## [Consigne écrite A]
Renvoyez à l'identique toutes les lignes des enregistrements, depuis celle qui contient « Report one point per instance of the girl's ear » jusqu'à la dernière ligne des enregistrements.

## [Texte source]
--- --- ---
Appelez-la « madame la présidente ». Le 13 mai prochain, Isabelle Huppert montera la première les marches du 62e Festival de Cannes, dont elle a accepté de présider le jury après Sean Penn, l'un des rares acteurs dont elle avoue ouvertement admirer le travail. « Isabelle, on est sûr qu'elle fera le boulot » dit d'elle Gilles Jacob, qui la connaît bien et depuis longtemps. L' « Huppert présidente », telle qu'on la surnomme déjà, pour souligner les hautes qualités qu'on lui prête (intelligence, détermination, contrôle...), a effectivement un côté « bon petit soldat » du cinéma d'auteur français qui ne peut que rassurer les partisans d'un festival auteuriste et cinéphile... et inquiéter les autres ! Habituée de Cannes, où elle a reçu deux prix d'interprétation et dont elle a été jurée (l'année de Paris- Texas, une référence), Isabelle Huppert avoue pourtant ne pas savoir encore elle-même exactement quelle présidente elle veut être mais assure en tout cas qu'elle respectera la démocratie et ne donnera pas de consignes.
--- --- ---
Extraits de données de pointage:
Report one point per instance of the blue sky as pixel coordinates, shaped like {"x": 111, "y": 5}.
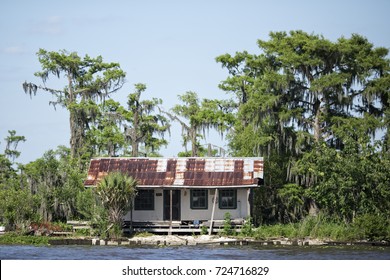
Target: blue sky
{"x": 169, "y": 45}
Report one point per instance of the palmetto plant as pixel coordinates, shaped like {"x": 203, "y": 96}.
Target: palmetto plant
{"x": 116, "y": 192}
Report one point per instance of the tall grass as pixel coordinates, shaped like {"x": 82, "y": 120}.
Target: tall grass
{"x": 321, "y": 227}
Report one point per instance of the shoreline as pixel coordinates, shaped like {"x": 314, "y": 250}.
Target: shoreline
{"x": 182, "y": 240}
{"x": 213, "y": 240}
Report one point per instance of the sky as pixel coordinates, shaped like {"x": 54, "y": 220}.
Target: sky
{"x": 168, "y": 45}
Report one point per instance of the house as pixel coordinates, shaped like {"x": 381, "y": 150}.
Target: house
{"x": 181, "y": 194}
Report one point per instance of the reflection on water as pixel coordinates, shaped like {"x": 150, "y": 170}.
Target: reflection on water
{"x": 194, "y": 253}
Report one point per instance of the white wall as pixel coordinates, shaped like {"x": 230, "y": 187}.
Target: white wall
{"x": 242, "y": 210}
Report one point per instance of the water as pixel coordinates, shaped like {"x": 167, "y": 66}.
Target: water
{"x": 16, "y": 252}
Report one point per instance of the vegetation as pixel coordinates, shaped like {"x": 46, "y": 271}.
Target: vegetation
{"x": 316, "y": 110}
{"x": 116, "y": 192}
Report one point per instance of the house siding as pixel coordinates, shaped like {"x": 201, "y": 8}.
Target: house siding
{"x": 242, "y": 210}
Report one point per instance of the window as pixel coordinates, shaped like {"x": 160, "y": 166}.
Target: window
{"x": 199, "y": 199}
{"x": 144, "y": 200}
{"x": 227, "y": 199}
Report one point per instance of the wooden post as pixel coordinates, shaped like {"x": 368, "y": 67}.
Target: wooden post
{"x": 213, "y": 211}
{"x": 170, "y": 211}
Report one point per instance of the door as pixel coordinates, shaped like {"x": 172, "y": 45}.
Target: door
{"x": 175, "y": 205}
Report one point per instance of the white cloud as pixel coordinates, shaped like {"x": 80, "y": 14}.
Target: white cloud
{"x": 52, "y": 25}
{"x": 14, "y": 50}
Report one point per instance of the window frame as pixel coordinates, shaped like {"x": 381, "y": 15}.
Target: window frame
{"x": 205, "y": 196}
{"x": 221, "y": 196}
{"x": 140, "y": 204}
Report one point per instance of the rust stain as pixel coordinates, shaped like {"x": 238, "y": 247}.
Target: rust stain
{"x": 180, "y": 171}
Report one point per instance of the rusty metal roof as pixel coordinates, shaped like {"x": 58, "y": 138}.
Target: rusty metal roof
{"x": 185, "y": 172}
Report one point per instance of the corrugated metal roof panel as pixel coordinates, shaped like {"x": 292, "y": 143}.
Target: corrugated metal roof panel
{"x": 180, "y": 171}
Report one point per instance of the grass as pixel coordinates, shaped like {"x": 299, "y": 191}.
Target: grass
{"x": 17, "y": 239}
{"x": 323, "y": 228}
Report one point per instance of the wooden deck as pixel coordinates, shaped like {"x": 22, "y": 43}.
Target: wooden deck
{"x": 185, "y": 227}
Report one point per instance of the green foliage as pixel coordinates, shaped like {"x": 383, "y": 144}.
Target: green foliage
{"x": 17, "y": 239}
{"x": 372, "y": 227}
{"x": 116, "y": 192}
{"x": 227, "y": 225}
{"x": 200, "y": 116}
{"x": 145, "y": 126}
{"x": 312, "y": 107}
{"x": 86, "y": 81}
{"x": 204, "y": 230}
{"x": 55, "y": 181}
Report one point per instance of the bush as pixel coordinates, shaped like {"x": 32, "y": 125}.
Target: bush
{"x": 372, "y": 227}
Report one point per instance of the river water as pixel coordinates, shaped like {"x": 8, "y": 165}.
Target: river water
{"x": 70, "y": 252}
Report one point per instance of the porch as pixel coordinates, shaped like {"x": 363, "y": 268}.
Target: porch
{"x": 177, "y": 227}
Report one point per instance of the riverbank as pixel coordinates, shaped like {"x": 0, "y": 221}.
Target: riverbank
{"x": 178, "y": 240}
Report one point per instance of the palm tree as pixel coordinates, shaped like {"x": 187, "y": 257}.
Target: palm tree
{"x": 116, "y": 192}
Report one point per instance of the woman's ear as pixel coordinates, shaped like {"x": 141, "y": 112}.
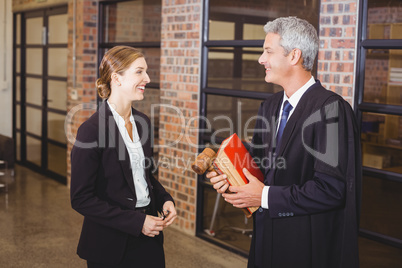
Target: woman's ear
{"x": 116, "y": 79}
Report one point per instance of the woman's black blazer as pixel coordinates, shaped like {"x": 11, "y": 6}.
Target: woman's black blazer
{"x": 102, "y": 187}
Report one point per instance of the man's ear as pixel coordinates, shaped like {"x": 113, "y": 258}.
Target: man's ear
{"x": 295, "y": 56}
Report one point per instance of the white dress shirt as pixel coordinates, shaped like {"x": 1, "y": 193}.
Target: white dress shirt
{"x": 293, "y": 100}
{"x": 137, "y": 158}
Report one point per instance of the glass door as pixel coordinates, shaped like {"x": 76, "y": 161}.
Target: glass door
{"x": 41, "y": 90}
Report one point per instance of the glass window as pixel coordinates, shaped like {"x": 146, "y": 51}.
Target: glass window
{"x": 57, "y": 159}
{"x": 17, "y": 60}
{"x": 383, "y": 76}
{"x": 58, "y": 29}
{"x": 228, "y": 115}
{"x": 34, "y": 121}
{"x": 57, "y": 61}
{"x": 34, "y": 91}
{"x": 55, "y": 127}
{"x": 57, "y": 94}
{"x": 382, "y": 142}
{"x": 34, "y": 61}
{"x": 237, "y": 68}
{"x": 221, "y": 30}
{"x": 34, "y": 150}
{"x": 34, "y": 31}
{"x": 18, "y": 29}
{"x": 132, "y": 21}
{"x": 378, "y": 213}
{"x": 384, "y": 19}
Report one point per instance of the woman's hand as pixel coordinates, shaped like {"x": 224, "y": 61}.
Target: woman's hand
{"x": 152, "y": 226}
{"x": 169, "y": 212}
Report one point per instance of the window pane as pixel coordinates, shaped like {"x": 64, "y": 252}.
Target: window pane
{"x": 34, "y": 29}
{"x": 34, "y": 61}
{"x": 55, "y": 127}
{"x": 34, "y": 150}
{"x": 18, "y": 60}
{"x": 17, "y": 88}
{"x": 228, "y": 19}
{"x": 383, "y": 76}
{"x": 34, "y": 91}
{"x": 384, "y": 19}
{"x": 34, "y": 121}
{"x": 18, "y": 29}
{"x": 57, "y": 94}
{"x": 18, "y": 146}
{"x": 253, "y": 32}
{"x": 238, "y": 68}
{"x": 380, "y": 200}
{"x": 57, "y": 159}
{"x": 132, "y": 21}
{"x": 18, "y": 116}
{"x": 58, "y": 30}
{"x": 57, "y": 61}
{"x": 220, "y": 30}
{"x": 228, "y": 115}
{"x": 382, "y": 142}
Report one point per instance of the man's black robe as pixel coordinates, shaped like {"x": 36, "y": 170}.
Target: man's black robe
{"x": 315, "y": 183}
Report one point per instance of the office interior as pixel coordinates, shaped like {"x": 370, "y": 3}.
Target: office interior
{"x": 40, "y": 86}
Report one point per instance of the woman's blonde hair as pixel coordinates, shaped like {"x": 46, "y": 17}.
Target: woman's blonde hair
{"x": 116, "y": 60}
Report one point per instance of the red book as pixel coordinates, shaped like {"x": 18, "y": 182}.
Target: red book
{"x": 231, "y": 158}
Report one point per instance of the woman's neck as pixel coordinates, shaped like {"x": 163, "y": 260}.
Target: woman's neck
{"x": 123, "y": 108}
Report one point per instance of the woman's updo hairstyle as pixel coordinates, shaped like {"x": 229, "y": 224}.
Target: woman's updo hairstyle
{"x": 116, "y": 60}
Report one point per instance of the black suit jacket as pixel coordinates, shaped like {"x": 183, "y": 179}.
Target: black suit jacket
{"x": 102, "y": 187}
{"x": 314, "y": 179}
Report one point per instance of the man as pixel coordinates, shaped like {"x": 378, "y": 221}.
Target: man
{"x": 309, "y": 202}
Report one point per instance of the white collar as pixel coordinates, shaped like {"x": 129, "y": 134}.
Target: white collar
{"x": 118, "y": 118}
{"x": 295, "y": 98}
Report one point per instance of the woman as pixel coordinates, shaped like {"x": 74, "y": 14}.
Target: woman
{"x": 111, "y": 181}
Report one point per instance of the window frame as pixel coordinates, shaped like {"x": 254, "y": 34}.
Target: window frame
{"x": 363, "y": 44}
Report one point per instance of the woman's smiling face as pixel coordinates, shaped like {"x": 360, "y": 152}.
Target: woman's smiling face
{"x": 134, "y": 80}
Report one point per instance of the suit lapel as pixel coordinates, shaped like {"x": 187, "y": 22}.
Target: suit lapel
{"x": 142, "y": 134}
{"x": 293, "y": 120}
{"x": 116, "y": 141}
{"x": 271, "y": 114}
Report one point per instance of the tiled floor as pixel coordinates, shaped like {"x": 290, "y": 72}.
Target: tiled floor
{"x": 38, "y": 228}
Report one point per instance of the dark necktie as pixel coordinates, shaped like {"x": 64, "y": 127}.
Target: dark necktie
{"x": 287, "y": 107}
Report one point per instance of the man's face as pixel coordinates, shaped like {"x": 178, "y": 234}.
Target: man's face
{"x": 277, "y": 65}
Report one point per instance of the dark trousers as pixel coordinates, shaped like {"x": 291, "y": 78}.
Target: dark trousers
{"x": 140, "y": 252}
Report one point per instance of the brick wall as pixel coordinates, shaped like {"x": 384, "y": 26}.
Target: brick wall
{"x": 336, "y": 55}
{"x": 81, "y": 108}
{"x": 22, "y": 5}
{"x": 180, "y": 67}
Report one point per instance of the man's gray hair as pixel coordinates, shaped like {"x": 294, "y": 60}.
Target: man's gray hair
{"x": 296, "y": 33}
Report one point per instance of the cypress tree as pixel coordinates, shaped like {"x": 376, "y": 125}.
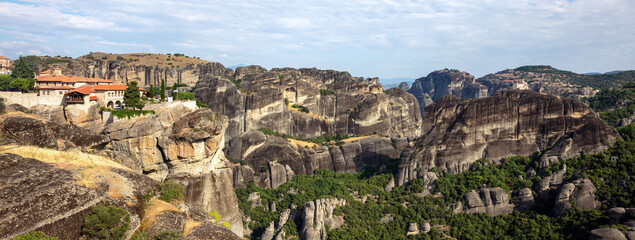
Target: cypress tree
{"x": 162, "y": 90}
{"x": 132, "y": 98}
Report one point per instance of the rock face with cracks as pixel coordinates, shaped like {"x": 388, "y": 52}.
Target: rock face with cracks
{"x": 317, "y": 215}
{"x": 444, "y": 82}
{"x": 459, "y": 132}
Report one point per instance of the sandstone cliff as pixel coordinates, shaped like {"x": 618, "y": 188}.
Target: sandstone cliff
{"x": 443, "y": 82}
{"x": 459, "y": 132}
{"x": 542, "y": 79}
{"x": 334, "y": 102}
{"x": 24, "y": 129}
{"x": 145, "y": 68}
{"x": 494, "y": 201}
{"x": 56, "y": 195}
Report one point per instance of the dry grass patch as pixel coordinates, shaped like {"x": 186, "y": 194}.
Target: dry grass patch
{"x": 190, "y": 224}
{"x": 298, "y": 143}
{"x": 92, "y": 170}
{"x": 354, "y": 139}
{"x": 155, "y": 208}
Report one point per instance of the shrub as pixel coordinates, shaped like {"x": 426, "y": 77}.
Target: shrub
{"x": 34, "y": 235}
{"x": 326, "y": 92}
{"x": 168, "y": 235}
{"x": 171, "y": 190}
{"x": 200, "y": 104}
{"x": 109, "y": 222}
{"x": 2, "y": 106}
{"x": 124, "y": 113}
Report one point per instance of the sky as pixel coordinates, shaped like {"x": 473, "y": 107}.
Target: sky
{"x": 385, "y": 39}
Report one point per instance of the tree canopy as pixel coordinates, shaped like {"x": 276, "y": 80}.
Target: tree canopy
{"x": 22, "y": 70}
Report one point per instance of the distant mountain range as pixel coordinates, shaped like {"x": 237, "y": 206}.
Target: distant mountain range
{"x": 389, "y": 83}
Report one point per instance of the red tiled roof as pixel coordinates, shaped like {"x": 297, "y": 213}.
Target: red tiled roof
{"x": 110, "y": 87}
{"x": 56, "y": 88}
{"x": 73, "y": 79}
{"x": 86, "y": 89}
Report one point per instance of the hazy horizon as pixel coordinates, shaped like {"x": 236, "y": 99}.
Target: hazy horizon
{"x": 385, "y": 39}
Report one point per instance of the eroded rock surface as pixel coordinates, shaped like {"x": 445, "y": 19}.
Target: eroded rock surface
{"x": 39, "y": 196}
{"x": 176, "y": 139}
{"x": 48, "y": 134}
{"x": 510, "y": 123}
{"x": 443, "y": 82}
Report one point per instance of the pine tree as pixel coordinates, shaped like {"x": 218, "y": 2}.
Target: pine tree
{"x": 22, "y": 70}
{"x": 23, "y": 75}
{"x": 175, "y": 91}
{"x": 132, "y": 98}
{"x": 162, "y": 90}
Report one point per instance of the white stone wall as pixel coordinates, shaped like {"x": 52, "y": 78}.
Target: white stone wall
{"x": 30, "y": 99}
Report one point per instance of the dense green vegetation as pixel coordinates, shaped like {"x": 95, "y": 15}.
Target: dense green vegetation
{"x": 9, "y": 83}
{"x": 321, "y": 140}
{"x": 125, "y": 113}
{"x": 301, "y": 108}
{"x": 132, "y": 97}
{"x": 596, "y": 81}
{"x": 609, "y": 171}
{"x": 615, "y": 103}
{"x": 106, "y": 222}
{"x": 326, "y": 92}
{"x": 171, "y": 190}
{"x": 34, "y": 235}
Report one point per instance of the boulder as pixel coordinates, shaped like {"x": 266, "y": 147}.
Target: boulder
{"x": 606, "y": 234}
{"x": 317, "y": 216}
{"x": 524, "y": 199}
{"x": 413, "y": 229}
{"x": 509, "y": 123}
{"x": 493, "y": 201}
{"x": 48, "y": 134}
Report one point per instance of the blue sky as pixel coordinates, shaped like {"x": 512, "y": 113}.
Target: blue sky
{"x": 383, "y": 39}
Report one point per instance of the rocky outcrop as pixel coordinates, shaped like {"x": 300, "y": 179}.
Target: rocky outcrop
{"x": 510, "y": 123}
{"x": 606, "y": 234}
{"x": 404, "y": 86}
{"x": 185, "y": 145}
{"x": 524, "y": 199}
{"x": 542, "y": 79}
{"x": 274, "y": 160}
{"x": 317, "y": 216}
{"x": 48, "y": 134}
{"x": 337, "y": 103}
{"x": 581, "y": 192}
{"x": 494, "y": 201}
{"x": 443, "y": 82}
{"x": 175, "y": 139}
{"x": 144, "y": 68}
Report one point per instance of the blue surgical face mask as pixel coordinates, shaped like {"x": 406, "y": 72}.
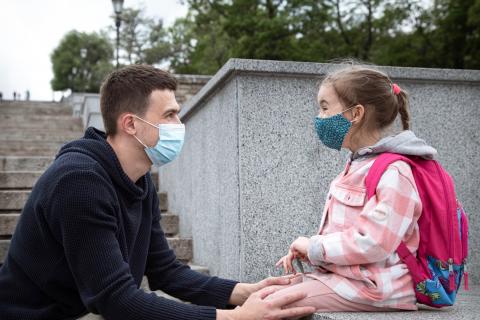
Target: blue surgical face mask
{"x": 332, "y": 130}
{"x": 169, "y": 145}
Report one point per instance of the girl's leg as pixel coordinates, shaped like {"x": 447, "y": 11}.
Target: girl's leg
{"x": 322, "y": 297}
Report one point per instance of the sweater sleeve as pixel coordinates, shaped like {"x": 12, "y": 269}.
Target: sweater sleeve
{"x": 377, "y": 232}
{"x": 166, "y": 273}
{"x": 82, "y": 212}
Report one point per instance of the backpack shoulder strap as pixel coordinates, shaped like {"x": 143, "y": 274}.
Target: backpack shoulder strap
{"x": 378, "y": 168}
{"x": 371, "y": 182}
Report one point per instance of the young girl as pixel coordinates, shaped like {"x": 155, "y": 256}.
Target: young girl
{"x": 355, "y": 264}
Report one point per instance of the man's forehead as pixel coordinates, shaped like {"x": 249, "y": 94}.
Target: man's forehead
{"x": 161, "y": 101}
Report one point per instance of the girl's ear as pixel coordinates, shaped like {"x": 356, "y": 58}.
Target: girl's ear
{"x": 358, "y": 113}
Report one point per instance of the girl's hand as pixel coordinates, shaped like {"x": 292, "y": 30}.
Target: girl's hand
{"x": 286, "y": 262}
{"x": 299, "y": 247}
{"x": 242, "y": 291}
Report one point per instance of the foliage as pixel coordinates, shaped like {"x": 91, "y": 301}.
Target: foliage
{"x": 81, "y": 61}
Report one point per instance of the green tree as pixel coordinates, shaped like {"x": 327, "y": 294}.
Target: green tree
{"x": 142, "y": 39}
{"x": 440, "y": 33}
{"x": 81, "y": 61}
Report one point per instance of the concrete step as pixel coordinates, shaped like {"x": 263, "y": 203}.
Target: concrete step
{"x": 18, "y": 179}
{"x": 36, "y": 163}
{"x": 36, "y": 122}
{"x": 27, "y": 179}
{"x": 24, "y": 163}
{"x": 40, "y": 135}
{"x": 38, "y": 108}
{"x": 467, "y": 307}
{"x": 169, "y": 223}
{"x": 181, "y": 246}
{"x": 27, "y": 147}
{"x": 9, "y": 220}
{"x": 14, "y": 200}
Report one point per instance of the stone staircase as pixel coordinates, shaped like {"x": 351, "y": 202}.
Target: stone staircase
{"x": 31, "y": 134}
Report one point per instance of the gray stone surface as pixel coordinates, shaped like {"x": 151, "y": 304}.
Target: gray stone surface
{"x": 24, "y": 163}
{"x": 253, "y": 175}
{"x": 18, "y": 180}
{"x": 465, "y": 308}
{"x": 181, "y": 246}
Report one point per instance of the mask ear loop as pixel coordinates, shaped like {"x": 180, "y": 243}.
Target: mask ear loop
{"x": 352, "y": 121}
{"x": 143, "y": 144}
--- --- ---
## [Consigne écrite B]
Répondez brièvement à ces questions sur le texte consacré à Isabelle Huppert :
(i) Quelle édition du Festival de Cannes est mentionnée ?
(ii) Qui présidait le jury avant elle ?
(iii) Combien de prix d'interprétation a-t-elle reçus à Cannes ?

## [Réponse attendue A]
Report one point per instance of the girl's ear as pixel coordinates, shaped like {"x": 356, "y": 58}.
Target: girl's ear
{"x": 358, "y": 113}
Report one point per instance of the girl's hand as pixel coordinates, shaped like {"x": 292, "y": 30}.
Target: girl's hand
{"x": 286, "y": 262}
{"x": 299, "y": 247}
{"x": 242, "y": 291}
Report one point per instance of the foliage as pixel coordinates, shaped like {"x": 91, "y": 301}.
Target: foliage
{"x": 81, "y": 61}
Report one point per instance of the green tree as pixel coordinates, shaped like {"x": 327, "y": 294}.
Target: green tree
{"x": 142, "y": 39}
{"x": 440, "y": 33}
{"x": 81, "y": 61}
Report one point per instance of the concrete step as pixel coordinates, shaped like {"x": 263, "y": 203}.
Target: concrete step
{"x": 18, "y": 179}
{"x": 36, "y": 163}
{"x": 36, "y": 122}
{"x": 27, "y": 179}
{"x": 24, "y": 163}
{"x": 40, "y": 135}
{"x": 38, "y": 108}
{"x": 467, "y": 307}
{"x": 169, "y": 223}
{"x": 181, "y": 246}
{"x": 27, "y": 147}
{"x": 9, "y": 220}
{"x": 14, "y": 200}
Report one point per instance of the stone staircase as pixel coordinates, shaped like {"x": 351, "y": 202}.
Target: stone staircase
{"x": 31, "y": 134}
Report one point per instance of the gray stone surface as pixel coordinates, shaped like {"x": 151, "y": 304}.
Target: gray stone surface
{"x": 24, "y": 163}
{"x": 253, "y": 175}
{"x": 18, "y": 180}
{"x": 465, "y": 308}
{"x": 181, "y": 246}
Report one point per instance of the mask ear loop as pixel coordinates, shaped like {"x": 180, "y": 243}.
Target: mask ear loop
{"x": 352, "y": 121}
{"x": 143, "y": 144}

## [Réponse attendue B]
(i) La 62e édition.
(ii) Sean Penn.
(iii) Deux.